Exercise instructions — Return every line of the rows below that contains the word "brief".

--- BEGIN Records for this exercise ---

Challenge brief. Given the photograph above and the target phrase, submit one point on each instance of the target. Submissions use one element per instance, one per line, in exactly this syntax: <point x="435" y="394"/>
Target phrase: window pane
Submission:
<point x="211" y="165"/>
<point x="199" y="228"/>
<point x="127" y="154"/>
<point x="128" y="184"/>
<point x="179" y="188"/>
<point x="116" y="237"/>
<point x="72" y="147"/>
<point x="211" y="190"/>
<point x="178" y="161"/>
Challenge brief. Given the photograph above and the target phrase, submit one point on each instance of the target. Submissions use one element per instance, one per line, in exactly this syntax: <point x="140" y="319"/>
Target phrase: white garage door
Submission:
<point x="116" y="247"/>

--- END Records for this exercise ---
--- BEGIN Records for this exercise ---

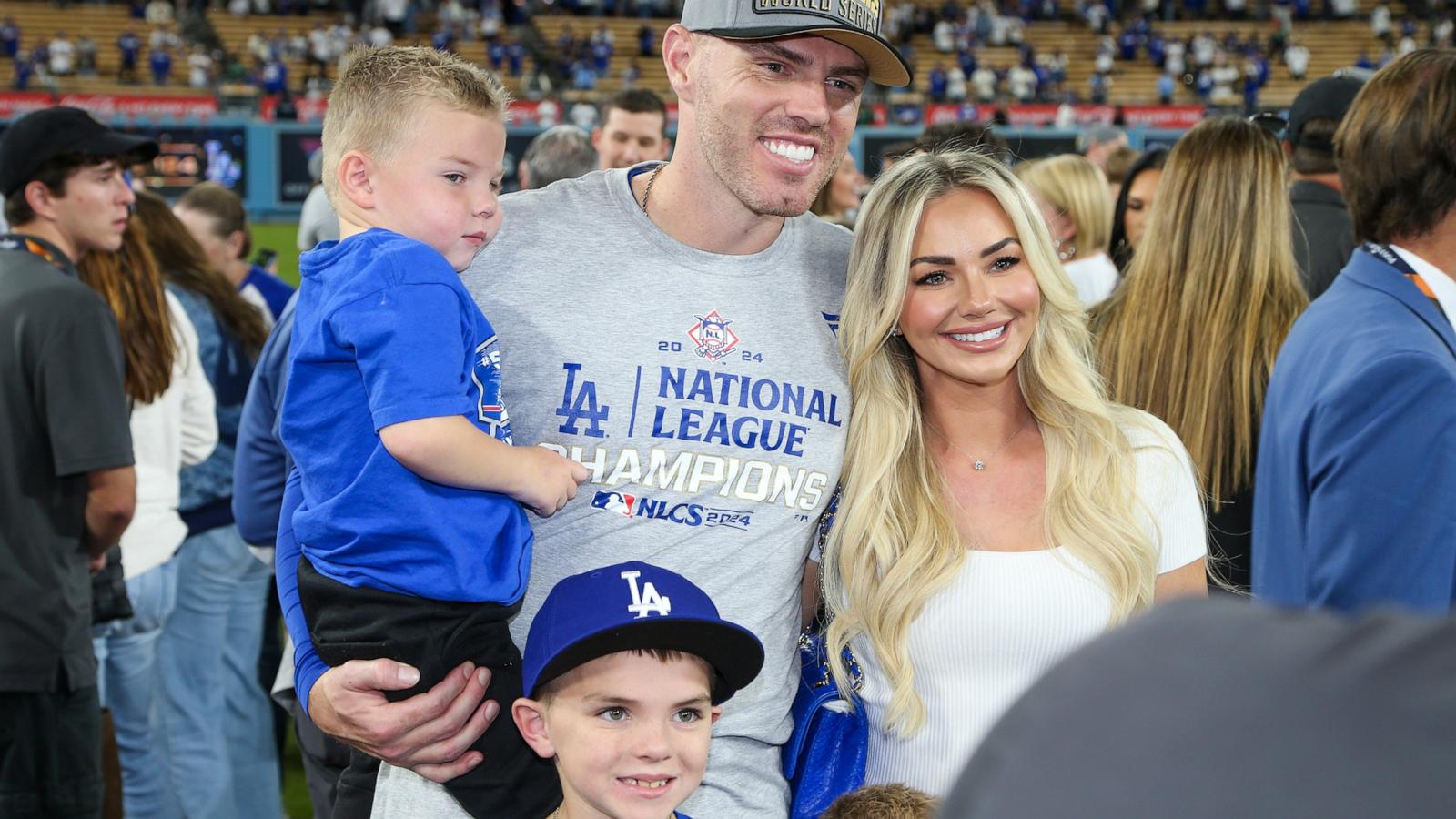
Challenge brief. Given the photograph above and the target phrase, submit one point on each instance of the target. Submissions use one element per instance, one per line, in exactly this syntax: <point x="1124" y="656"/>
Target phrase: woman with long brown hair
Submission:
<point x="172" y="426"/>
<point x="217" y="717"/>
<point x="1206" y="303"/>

--- END Records for this exercise ---

Solution to this problem —
Challenge brief. Given the photograph above and the target phrase, submit one point on each instance of the target. Submissions use one element per instance, one per line, in exactly this syntax: <point x="435" y="394"/>
Challenge brief. Given the photograph above and the target phrase, submit one point on each instance of the target. Submissions use one element per instance, one per line, in exactly this syntax: <point x="140" y="319"/>
Challenge brief. Given the photograph above and the target phrase, submit one point on each instance of the target. Submissions use one element per instance, one per line, in exactly this syntax: <point x="1124" y="656"/>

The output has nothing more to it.